TEXTO PARA ANALIZAR –
# # #
Escribir se ha hecho un asunto penoso, créanlo. No hay una persona que deshaga ya mi anonimato, ni péndulos que recorran a mi corazón sin dejarle una nota recordando el día del entierro.
Intento mirar por encima de mi hombro a los escombros de mi circo. Mi circo era un espectáculo de pantomimas, herejías y clarividencias que se hacían con el fin de impresionar al espectador.
Ahora, soy la trapecista, el sacrificio, el animal acróbata, el payaso homicida. Mi circo siempre he sido yo.
Antes era más sencillo fabricar erratas en mis dolores, crear puentes entre mis tristezas, reprobar el desacato de ofrecerse ante la palabra, agonizar frente a los otros y a la vez, como un milagro, sacarse del costado la lanza para irse a remover la tierra de una fosa en donde yacen esos cadáveres que día a día matamos con el recuerdo.
# # #
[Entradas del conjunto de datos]
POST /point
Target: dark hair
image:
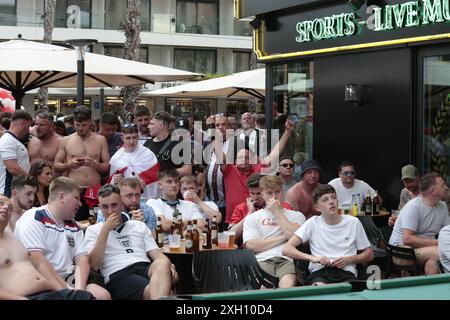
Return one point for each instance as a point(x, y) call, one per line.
point(82, 113)
point(321, 190)
point(109, 118)
point(141, 111)
point(172, 173)
point(44, 114)
point(345, 164)
point(427, 181)
point(21, 115)
point(253, 180)
point(107, 190)
point(19, 182)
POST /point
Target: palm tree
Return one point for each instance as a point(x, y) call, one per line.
point(130, 94)
point(49, 25)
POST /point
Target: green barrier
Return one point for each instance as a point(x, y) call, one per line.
point(276, 293)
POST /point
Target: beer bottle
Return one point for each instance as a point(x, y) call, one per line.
point(189, 243)
point(195, 236)
point(214, 232)
point(206, 235)
point(159, 233)
point(376, 204)
point(368, 204)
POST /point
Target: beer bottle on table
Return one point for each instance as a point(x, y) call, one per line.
point(206, 235)
point(195, 236)
point(214, 232)
point(189, 243)
point(159, 233)
point(368, 204)
point(376, 204)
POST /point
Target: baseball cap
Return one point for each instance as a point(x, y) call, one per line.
point(310, 164)
point(182, 123)
point(409, 172)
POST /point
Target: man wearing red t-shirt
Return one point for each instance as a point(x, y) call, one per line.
point(236, 175)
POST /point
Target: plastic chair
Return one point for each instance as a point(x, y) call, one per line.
point(411, 265)
point(229, 270)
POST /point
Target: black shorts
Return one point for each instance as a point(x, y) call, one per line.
point(330, 275)
point(130, 282)
point(63, 294)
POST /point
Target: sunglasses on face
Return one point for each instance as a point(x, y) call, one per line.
point(348, 173)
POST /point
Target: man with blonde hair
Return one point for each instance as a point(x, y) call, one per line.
point(267, 230)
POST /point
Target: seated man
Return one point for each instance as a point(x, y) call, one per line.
point(126, 254)
point(54, 240)
point(347, 185)
point(267, 230)
point(420, 221)
point(19, 278)
point(334, 240)
point(164, 207)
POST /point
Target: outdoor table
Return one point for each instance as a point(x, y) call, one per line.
point(183, 263)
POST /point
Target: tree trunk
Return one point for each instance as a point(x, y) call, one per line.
point(130, 94)
point(49, 24)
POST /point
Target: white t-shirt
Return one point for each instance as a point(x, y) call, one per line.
point(345, 195)
point(189, 210)
point(11, 148)
point(418, 217)
point(262, 224)
point(126, 245)
point(333, 241)
point(61, 244)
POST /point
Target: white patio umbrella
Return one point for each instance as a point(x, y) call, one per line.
point(243, 84)
point(26, 65)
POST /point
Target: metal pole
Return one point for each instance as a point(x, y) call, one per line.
point(80, 82)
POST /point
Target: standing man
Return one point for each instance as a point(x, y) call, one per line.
point(126, 254)
point(85, 155)
point(300, 196)
point(22, 199)
point(44, 145)
point(142, 120)
point(420, 221)
point(161, 144)
point(55, 242)
point(14, 158)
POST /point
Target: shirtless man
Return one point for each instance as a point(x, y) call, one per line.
point(45, 144)
point(85, 155)
point(300, 196)
point(19, 279)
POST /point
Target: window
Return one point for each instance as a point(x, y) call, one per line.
point(200, 61)
point(436, 116)
point(116, 12)
point(293, 97)
point(8, 15)
point(241, 61)
point(118, 52)
point(73, 14)
point(198, 16)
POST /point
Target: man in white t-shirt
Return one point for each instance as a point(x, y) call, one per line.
point(55, 242)
point(14, 159)
point(334, 241)
point(267, 230)
point(347, 185)
point(164, 207)
point(420, 221)
point(122, 250)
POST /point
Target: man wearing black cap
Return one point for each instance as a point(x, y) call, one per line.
point(300, 195)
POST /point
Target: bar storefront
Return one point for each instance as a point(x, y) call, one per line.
point(368, 80)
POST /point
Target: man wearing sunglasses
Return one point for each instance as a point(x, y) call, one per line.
point(347, 185)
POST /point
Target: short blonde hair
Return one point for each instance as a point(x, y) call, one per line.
point(271, 182)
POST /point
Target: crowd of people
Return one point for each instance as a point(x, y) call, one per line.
point(133, 174)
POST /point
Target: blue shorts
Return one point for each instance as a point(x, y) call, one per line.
point(130, 282)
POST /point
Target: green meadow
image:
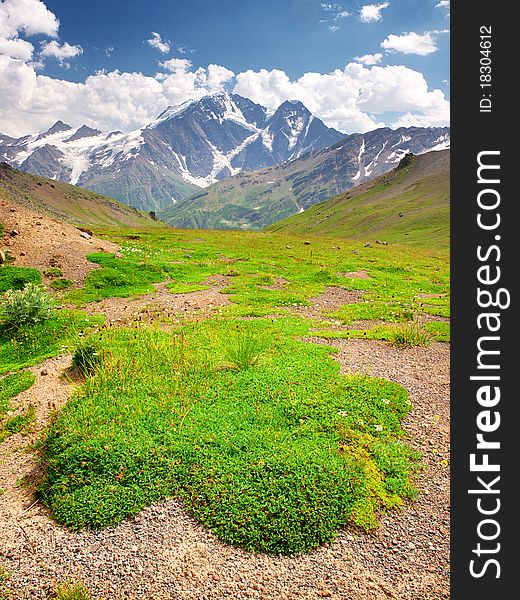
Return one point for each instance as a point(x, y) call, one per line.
point(252, 428)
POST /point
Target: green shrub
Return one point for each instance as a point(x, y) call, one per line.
point(87, 356)
point(244, 350)
point(53, 272)
point(15, 278)
point(12, 385)
point(17, 423)
point(71, 590)
point(409, 334)
point(61, 284)
point(274, 458)
point(28, 306)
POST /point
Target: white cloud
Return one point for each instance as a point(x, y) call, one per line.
point(28, 16)
point(176, 64)
point(370, 13)
point(156, 41)
point(411, 43)
point(31, 17)
point(61, 52)
point(350, 99)
point(335, 12)
point(16, 48)
point(370, 59)
point(31, 102)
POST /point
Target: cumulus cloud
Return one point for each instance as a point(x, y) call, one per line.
point(61, 52)
point(31, 102)
point(157, 42)
point(350, 99)
point(370, 13)
point(333, 13)
point(176, 64)
point(16, 48)
point(411, 43)
point(30, 17)
point(370, 59)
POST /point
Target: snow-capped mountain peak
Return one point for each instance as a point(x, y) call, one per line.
point(188, 146)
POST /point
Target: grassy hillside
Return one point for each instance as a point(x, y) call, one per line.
point(67, 202)
point(410, 204)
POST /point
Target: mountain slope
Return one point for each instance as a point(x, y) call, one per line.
point(186, 148)
point(255, 200)
point(410, 204)
point(66, 202)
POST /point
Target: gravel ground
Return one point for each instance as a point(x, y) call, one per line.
point(42, 242)
point(164, 554)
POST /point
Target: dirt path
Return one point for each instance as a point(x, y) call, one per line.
point(163, 553)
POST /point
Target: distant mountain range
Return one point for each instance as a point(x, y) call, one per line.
point(410, 204)
point(187, 147)
point(255, 200)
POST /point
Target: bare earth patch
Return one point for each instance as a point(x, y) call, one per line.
point(331, 299)
point(361, 274)
point(278, 285)
point(42, 242)
point(162, 304)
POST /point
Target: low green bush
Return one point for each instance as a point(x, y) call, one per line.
point(87, 356)
point(27, 306)
point(409, 334)
point(274, 458)
point(16, 278)
point(12, 385)
point(61, 283)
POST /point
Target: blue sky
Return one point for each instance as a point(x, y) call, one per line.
point(398, 52)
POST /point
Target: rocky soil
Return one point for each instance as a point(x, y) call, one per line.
point(164, 554)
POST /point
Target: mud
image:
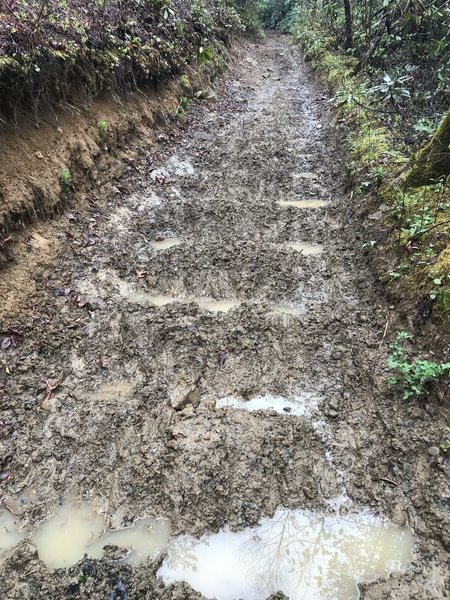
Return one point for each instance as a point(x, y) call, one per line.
point(113, 400)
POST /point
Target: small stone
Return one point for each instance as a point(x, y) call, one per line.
point(183, 396)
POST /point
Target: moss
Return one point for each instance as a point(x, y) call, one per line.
point(433, 161)
point(186, 83)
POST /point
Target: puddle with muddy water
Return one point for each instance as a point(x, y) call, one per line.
point(75, 530)
point(299, 406)
point(303, 203)
point(304, 554)
point(11, 532)
point(165, 244)
point(306, 249)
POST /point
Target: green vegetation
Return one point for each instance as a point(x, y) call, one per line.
point(65, 179)
point(52, 51)
point(388, 64)
point(417, 376)
point(102, 127)
point(182, 107)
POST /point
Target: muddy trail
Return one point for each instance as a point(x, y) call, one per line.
point(208, 346)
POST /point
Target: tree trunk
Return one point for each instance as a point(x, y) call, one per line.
point(348, 25)
point(433, 161)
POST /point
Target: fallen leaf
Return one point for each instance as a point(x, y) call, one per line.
point(101, 304)
point(6, 343)
point(88, 240)
point(103, 362)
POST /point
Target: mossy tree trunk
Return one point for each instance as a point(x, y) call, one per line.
point(433, 161)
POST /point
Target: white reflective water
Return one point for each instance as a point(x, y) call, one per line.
point(218, 305)
point(306, 249)
point(298, 406)
point(75, 530)
point(11, 532)
point(303, 203)
point(63, 539)
point(165, 244)
point(307, 555)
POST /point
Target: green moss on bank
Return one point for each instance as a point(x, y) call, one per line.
point(417, 219)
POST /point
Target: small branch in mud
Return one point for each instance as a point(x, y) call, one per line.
point(50, 389)
point(385, 479)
# # #
TAREA ASIGNADA –
Transcribe íntegro el texto sobre el circo, sin alterar una sola palabra ni signo. Las entradas no guardan relación alguna con el texto sobre el circo.

RESULTADO OBTENIDO –
Escribir se ha hecho un asunto penoso, créanlo. No hay una persona que deshaga ya mi anonimato, ni péndulos que recorran a mi corazón sin dejarle una nota recordando el día del entierro.
Intento mirar por encima de mi hombro a los escombros de mi circo. Mi circo era un espectáculo de pantomimas, herejías y clarividencias que se hacían con el fin de impresionar al espectador.
Ahora, soy la trapecista, el sacrificio, el animal acróbata, el payaso homicida. Mi circo siempre he sido yo.
Antes era más sencillo fabricar erratas en mis dolores, crear puentes entre mis tristezas, reprobar el desacato de ofrecerse ante la palabra, agonizar frente a los otros y a la vez, como un milagro, sacarse del costado la lanza para irse a remover la tierra de una fosa en donde yacen esos cadáveres que día a día matamos con el recuerdo.